Verilen metin ->
-.-.-
14 Nisan 2012 Cumartesi

İstanbul’un şanssız yelken festivali

Yarışçılar ve Tekne Tutkunları buluşmadan az önce
 (Başarısız bir fotoğrafçıyım maalesef)

İki yıl önce farklı bir sponsorla yapılmıştı buna benzer bir organizasyon. Bebek Parkı’nda festival alanı oluşturulmuş, biz de Boğaz’da yarışmıştık. Yarış bitip tekneleri marinaya bağladıktan sonra servis teknesiyle festival alanına ulaştığımızda daha karaya inmeden uğurlanmıştık organizasyon görevlileri tarafından. Çünkü biz yoldayken fırtına kopmuş festival alanı darma duman olmuştu. Bir kahve bile içemeden aynı tekneyle geri dönmüştük.
Bugün saat 12:00’de yine Bebek önünde toplandık BMW Bosphorus Sailing Fest’te start almak için. Amaç hani şu Borcalona Regatta’da çekilen, yüzlerce yelkenlinin biraraya geldiği meşhur karenin bir benzerini yaratmaktı. Yarışa 105 tekne kayıt yaptırmıştı, çoğunluğunu Tekne Tutkunları sınıfı oluşturuyordu. Hiç yarışmayan tekneler bile bu organizasyona destek vermek için parkura gelmişti. Yarış sınıfları Bebek’ten start alacak, Tekne Tutkunları da Büyükdere’den başlayıp Bebek’e ulaşacaktı.
Sezonun ilk Boğaz yarışını yapmanın heyecanıyla tam saatinde 10 civarı havada orsa start aldık. Raporun aksine hava kuru, hatta hafiften güneşliydi. Alan dar olunca start da heyecanlı oldu, “yol ver” bağırışları yankılandı teknelerden. Ardından tüm takımlar balon bastı. Balon kavançayla bir Anadolu  bir Avrupa kıyısı ilerlerken tam olmasa da hedeflenen fotoğrafa yakın bir kare Tarabya açıklarında yakalandı. Yani balonla kuzeye doğru ilerleyen Yarış sınıfı ile orsa seyirle güneye inen Tekne Tutkunları karşılaştığında. Dönüşe geçtiğimizde bastıran ve bir daha da dinmeyen yağmur hepimizi sırılsıklam yaptı. Biz göremedik ama muhtemelen yine festival alanını da darma duman etti.
Organizasyonun adı Yelken Festivali. Ancak iki organizasyonda da gördüğümüz kadarıyla festival havasını sadece karadakiler yaşayabiliyor. Yarışçılar –dedik ya organizasyonun şanssızlığından- hem yağmur ve fırtına, hem teknelerini Bebek’e bağlayıp karaya çıkma gibi bir şansı olmadığından festivalin sadece yarış kısmını tadabiliyor.
-.-.-
Sağlanan veriler ->

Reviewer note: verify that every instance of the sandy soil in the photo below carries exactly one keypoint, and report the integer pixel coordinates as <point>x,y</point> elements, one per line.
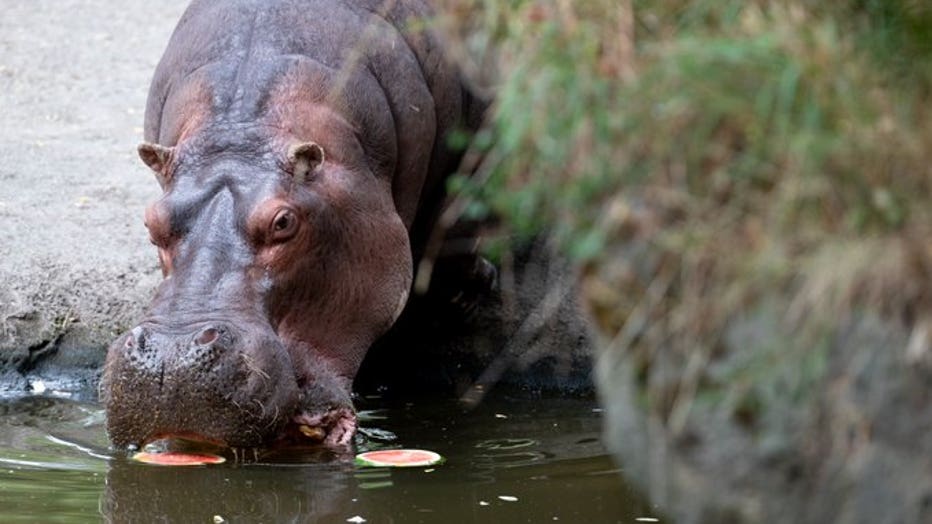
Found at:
<point>75,263</point>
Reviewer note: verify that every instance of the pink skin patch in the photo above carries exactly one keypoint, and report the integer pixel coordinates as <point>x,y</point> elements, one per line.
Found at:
<point>339,424</point>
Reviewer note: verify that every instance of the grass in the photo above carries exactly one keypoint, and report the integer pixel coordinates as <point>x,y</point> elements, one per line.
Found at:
<point>697,159</point>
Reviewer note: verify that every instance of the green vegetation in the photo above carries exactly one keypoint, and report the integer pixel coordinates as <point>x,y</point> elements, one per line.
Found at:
<point>703,159</point>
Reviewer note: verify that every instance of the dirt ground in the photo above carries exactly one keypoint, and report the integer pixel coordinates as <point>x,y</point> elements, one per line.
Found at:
<point>75,263</point>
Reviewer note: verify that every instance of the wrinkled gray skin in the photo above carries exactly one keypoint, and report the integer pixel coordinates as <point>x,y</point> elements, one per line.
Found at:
<point>300,146</point>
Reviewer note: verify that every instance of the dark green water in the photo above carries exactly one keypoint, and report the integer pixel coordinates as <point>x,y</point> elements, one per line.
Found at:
<point>507,461</point>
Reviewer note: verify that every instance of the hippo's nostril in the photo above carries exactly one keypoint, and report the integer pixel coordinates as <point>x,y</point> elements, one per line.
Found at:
<point>207,337</point>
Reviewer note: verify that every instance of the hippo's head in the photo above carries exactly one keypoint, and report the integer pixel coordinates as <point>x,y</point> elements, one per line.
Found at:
<point>281,268</point>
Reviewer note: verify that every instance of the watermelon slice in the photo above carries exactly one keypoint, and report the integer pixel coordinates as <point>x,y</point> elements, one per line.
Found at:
<point>174,458</point>
<point>400,458</point>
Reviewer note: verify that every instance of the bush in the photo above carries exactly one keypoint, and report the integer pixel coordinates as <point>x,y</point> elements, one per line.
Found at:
<point>700,158</point>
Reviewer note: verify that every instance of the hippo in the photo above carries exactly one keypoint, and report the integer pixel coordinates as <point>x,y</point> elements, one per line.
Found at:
<point>302,148</point>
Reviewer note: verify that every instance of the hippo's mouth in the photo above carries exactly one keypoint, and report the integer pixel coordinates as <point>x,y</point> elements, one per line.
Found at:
<point>334,429</point>
<point>233,389</point>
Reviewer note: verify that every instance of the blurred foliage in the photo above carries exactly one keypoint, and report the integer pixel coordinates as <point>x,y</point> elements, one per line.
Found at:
<point>697,157</point>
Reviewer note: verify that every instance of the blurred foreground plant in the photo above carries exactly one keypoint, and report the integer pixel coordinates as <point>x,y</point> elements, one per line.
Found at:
<point>702,159</point>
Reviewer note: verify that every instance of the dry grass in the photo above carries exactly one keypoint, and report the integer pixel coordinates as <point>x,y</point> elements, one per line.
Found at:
<point>699,159</point>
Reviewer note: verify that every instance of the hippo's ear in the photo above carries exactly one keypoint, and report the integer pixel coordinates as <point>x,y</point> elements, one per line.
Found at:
<point>305,158</point>
<point>157,158</point>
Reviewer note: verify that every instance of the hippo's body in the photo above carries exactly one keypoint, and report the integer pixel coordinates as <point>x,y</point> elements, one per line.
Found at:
<point>301,148</point>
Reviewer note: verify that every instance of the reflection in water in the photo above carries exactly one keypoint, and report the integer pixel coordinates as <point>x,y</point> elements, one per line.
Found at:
<point>514,461</point>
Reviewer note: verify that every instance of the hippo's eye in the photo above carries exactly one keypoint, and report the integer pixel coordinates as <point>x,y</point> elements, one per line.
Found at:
<point>284,225</point>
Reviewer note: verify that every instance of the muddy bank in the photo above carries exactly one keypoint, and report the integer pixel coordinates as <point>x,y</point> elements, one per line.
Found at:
<point>75,263</point>
<point>850,447</point>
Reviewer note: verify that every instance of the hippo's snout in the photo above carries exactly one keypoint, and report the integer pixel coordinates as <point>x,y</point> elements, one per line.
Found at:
<point>230,385</point>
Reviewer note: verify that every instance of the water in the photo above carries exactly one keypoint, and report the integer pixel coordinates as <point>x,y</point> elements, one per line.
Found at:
<point>506,461</point>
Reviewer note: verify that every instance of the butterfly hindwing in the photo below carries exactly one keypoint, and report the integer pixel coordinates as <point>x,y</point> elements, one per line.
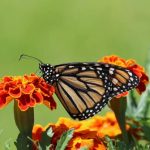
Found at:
<point>85,88</point>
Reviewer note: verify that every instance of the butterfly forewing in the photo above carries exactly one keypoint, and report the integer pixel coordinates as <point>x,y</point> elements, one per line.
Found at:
<point>85,88</point>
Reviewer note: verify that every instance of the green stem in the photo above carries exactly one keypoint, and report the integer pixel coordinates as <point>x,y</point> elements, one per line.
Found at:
<point>119,107</point>
<point>24,121</point>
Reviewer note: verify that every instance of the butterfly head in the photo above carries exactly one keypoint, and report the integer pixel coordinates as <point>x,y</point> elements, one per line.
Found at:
<point>47,72</point>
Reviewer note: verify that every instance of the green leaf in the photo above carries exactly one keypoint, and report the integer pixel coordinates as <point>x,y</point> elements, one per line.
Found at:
<point>146,130</point>
<point>119,107</point>
<point>7,145</point>
<point>110,144</point>
<point>131,104</point>
<point>50,132</point>
<point>64,139</point>
<point>143,109</point>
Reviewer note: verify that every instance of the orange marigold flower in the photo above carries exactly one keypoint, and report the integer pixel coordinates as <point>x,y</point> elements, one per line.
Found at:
<point>131,65</point>
<point>88,133</point>
<point>27,90</point>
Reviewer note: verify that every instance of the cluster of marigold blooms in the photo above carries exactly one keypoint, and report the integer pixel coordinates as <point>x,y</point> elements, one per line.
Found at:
<point>88,134</point>
<point>29,90</point>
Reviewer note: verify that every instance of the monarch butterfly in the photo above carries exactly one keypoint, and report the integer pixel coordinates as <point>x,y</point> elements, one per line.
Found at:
<point>85,88</point>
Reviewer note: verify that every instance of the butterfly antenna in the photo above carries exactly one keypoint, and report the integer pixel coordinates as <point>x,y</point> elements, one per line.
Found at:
<point>28,56</point>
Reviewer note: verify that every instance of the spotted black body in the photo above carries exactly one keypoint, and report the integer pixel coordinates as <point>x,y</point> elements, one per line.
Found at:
<point>85,88</point>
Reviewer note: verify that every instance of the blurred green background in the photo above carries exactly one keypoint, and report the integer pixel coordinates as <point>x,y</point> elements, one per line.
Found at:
<point>67,31</point>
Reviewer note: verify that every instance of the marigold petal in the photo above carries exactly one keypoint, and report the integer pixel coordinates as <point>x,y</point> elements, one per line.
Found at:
<point>37,96</point>
<point>7,79</point>
<point>37,132</point>
<point>4,98</point>
<point>28,89</point>
<point>14,92</point>
<point>24,102</point>
<point>50,102</point>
-.-.-
Yapılacak iş -> Yelken festivali metnine göre yarışa kaç tekne kayıt yaptırmıştı?

Nihai cevap -> Yarışa 105 tekne kayıt yaptırmıştı.